(Stored items from a collection)
^^^^^^^^^^^^^^^^

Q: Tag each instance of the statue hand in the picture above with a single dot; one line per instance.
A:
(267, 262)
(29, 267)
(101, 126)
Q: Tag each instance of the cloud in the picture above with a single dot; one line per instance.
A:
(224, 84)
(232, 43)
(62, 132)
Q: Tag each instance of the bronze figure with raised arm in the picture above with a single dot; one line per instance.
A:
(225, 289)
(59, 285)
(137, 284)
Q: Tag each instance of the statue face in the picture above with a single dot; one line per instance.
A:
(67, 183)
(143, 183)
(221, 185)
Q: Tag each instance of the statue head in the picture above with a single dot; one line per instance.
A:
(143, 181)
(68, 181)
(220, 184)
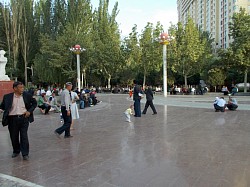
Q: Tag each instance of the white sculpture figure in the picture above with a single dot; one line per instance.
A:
(3, 62)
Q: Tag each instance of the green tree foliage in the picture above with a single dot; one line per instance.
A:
(106, 41)
(240, 33)
(189, 50)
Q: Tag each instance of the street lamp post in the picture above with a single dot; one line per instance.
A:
(164, 41)
(77, 50)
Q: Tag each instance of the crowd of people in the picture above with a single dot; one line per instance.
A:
(18, 107)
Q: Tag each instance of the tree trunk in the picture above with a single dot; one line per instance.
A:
(185, 78)
(144, 80)
(245, 81)
(109, 80)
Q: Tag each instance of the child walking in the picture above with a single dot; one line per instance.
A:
(128, 112)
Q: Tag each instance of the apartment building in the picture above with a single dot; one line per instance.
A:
(212, 16)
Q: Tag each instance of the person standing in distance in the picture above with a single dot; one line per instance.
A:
(66, 113)
(149, 102)
(137, 99)
(18, 110)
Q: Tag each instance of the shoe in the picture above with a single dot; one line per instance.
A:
(68, 136)
(26, 157)
(57, 134)
(14, 155)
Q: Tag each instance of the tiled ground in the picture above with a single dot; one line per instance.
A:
(185, 144)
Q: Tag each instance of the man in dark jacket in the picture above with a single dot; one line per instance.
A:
(18, 110)
(137, 99)
(149, 96)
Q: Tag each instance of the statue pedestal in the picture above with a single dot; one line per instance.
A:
(5, 88)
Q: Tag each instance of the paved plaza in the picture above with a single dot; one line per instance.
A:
(186, 144)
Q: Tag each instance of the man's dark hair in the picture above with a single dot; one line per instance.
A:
(15, 84)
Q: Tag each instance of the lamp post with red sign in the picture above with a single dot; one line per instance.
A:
(164, 41)
(77, 50)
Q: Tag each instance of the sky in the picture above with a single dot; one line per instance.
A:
(140, 12)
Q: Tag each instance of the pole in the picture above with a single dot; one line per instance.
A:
(165, 70)
(78, 72)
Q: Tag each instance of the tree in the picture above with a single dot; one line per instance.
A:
(188, 50)
(106, 41)
(240, 33)
(150, 49)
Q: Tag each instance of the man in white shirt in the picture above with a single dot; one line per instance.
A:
(66, 112)
(219, 104)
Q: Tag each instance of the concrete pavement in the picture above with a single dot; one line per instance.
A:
(185, 144)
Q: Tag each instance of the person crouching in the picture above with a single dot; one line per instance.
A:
(219, 104)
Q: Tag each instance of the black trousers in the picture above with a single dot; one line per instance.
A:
(19, 126)
(149, 103)
(67, 122)
(218, 108)
(45, 107)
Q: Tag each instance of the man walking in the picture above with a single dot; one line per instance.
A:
(66, 114)
(137, 99)
(18, 110)
(149, 102)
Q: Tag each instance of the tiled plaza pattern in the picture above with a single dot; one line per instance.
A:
(186, 144)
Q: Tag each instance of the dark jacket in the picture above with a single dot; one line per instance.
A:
(29, 101)
(149, 94)
(136, 92)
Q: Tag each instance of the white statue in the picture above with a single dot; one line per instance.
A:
(3, 62)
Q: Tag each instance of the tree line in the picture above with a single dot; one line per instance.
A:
(38, 35)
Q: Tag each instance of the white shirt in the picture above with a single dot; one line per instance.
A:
(221, 102)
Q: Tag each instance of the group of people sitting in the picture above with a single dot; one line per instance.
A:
(220, 104)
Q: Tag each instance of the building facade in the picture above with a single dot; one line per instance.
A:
(212, 16)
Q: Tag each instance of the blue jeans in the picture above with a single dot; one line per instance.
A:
(137, 107)
(81, 104)
(67, 122)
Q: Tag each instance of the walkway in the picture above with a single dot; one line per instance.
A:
(186, 144)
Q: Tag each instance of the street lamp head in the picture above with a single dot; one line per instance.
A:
(164, 38)
(77, 49)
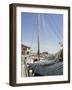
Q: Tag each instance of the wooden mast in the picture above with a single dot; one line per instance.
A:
(38, 29)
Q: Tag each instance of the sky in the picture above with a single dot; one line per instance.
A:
(50, 27)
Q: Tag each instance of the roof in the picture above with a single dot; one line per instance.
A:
(25, 46)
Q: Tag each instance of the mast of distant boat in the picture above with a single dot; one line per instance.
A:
(38, 29)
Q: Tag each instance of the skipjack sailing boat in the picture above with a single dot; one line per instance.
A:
(42, 67)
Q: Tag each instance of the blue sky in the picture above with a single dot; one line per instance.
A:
(50, 33)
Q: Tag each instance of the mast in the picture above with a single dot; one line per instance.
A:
(38, 29)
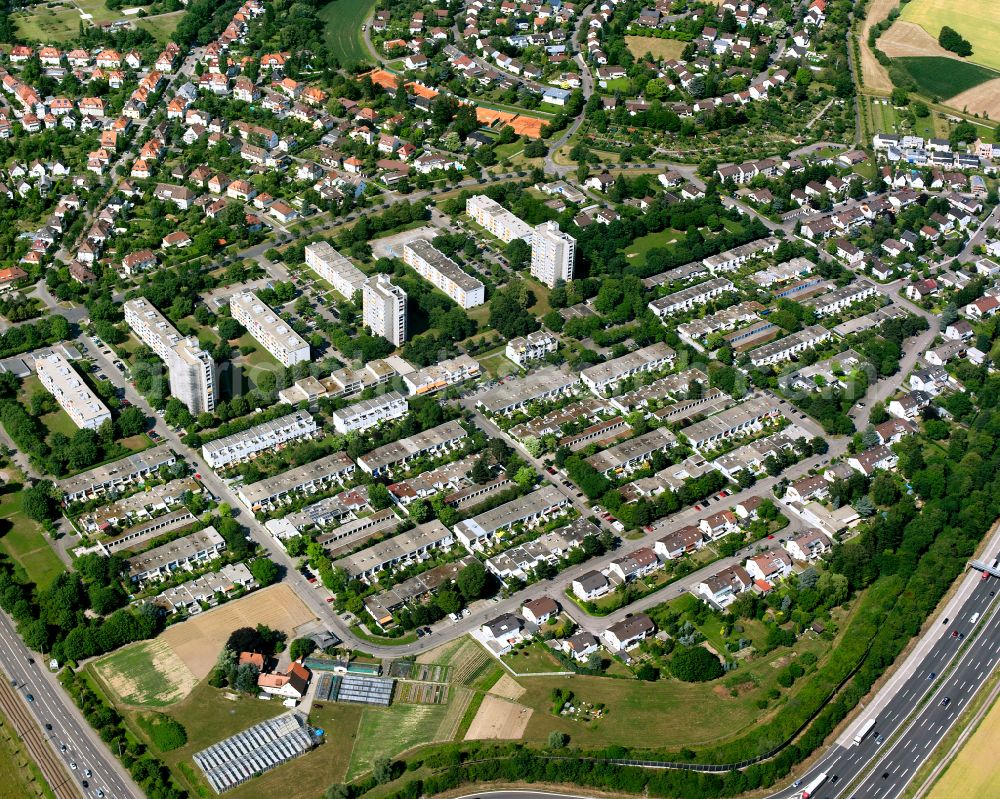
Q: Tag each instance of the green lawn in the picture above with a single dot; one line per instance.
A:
(343, 19)
(945, 77)
(25, 541)
(975, 20)
(389, 731)
(636, 251)
(534, 658)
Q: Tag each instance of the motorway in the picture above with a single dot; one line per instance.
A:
(50, 704)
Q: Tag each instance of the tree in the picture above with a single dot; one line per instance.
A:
(131, 422)
(518, 254)
(265, 571)
(471, 581)
(382, 770)
(38, 501)
(301, 647)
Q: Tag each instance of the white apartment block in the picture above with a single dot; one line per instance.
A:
(609, 374)
(497, 219)
(552, 254)
(437, 268)
(369, 413)
(688, 298)
(384, 308)
(269, 329)
(239, 447)
(532, 347)
(73, 395)
(788, 347)
(334, 268)
(192, 371)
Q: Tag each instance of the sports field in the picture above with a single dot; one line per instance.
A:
(976, 20)
(975, 770)
(344, 19)
(664, 49)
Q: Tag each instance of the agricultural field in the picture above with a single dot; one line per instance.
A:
(24, 540)
(945, 77)
(59, 22)
(145, 674)
(664, 49)
(876, 79)
(394, 729)
(344, 19)
(974, 771)
(976, 20)
(198, 641)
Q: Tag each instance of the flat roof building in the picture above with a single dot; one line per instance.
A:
(384, 309)
(607, 375)
(412, 545)
(515, 394)
(366, 414)
(306, 479)
(239, 447)
(192, 371)
(269, 329)
(503, 224)
(553, 254)
(438, 269)
(117, 475)
(334, 268)
(181, 553)
(482, 530)
(431, 442)
(74, 396)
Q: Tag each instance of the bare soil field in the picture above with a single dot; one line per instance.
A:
(664, 49)
(507, 688)
(499, 719)
(875, 77)
(983, 99)
(198, 641)
(906, 39)
(146, 674)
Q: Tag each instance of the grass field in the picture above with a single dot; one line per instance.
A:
(975, 770)
(24, 540)
(19, 774)
(661, 49)
(389, 731)
(343, 19)
(945, 77)
(636, 251)
(146, 674)
(976, 20)
(61, 22)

^^^^^^^^^^^^^^^^

How to complete this task: Your answer should be the lines from the first record down to the line containing "Q: Tag each instance of the green tree", restated exactly, with no pictures.

Your response:
Q: Tag each instance of the statue hand in the picture above with a single dot; one line per instance.
A:
(267, 262)
(29, 267)
(101, 126)
Q: Tag each instance of the cloud in the picture above with a single dot; one line per instance.
A:
(224, 84)
(232, 43)
(62, 132)
Q: Tag each instance of the bronze figure with raised arm in the picture above with a single dot; one line per instance.
A:
(225, 289)
(59, 285)
(137, 284)
Q: Tag each instance of the statue face in the picture above with a single dot; one line per instance.
A:
(67, 183)
(143, 183)
(221, 185)
Q: Tag each instance of the statue head in the picture above with a single dot; one line per instance.
A:
(143, 181)
(68, 181)
(220, 184)
Q: Tag each instance of the white sculpture figure in the picture above with a single dot; one line per instance.
A:
(3, 62)
Q: Tag each instance of the green tree foliage in the picture above with a single dot; one line per instance.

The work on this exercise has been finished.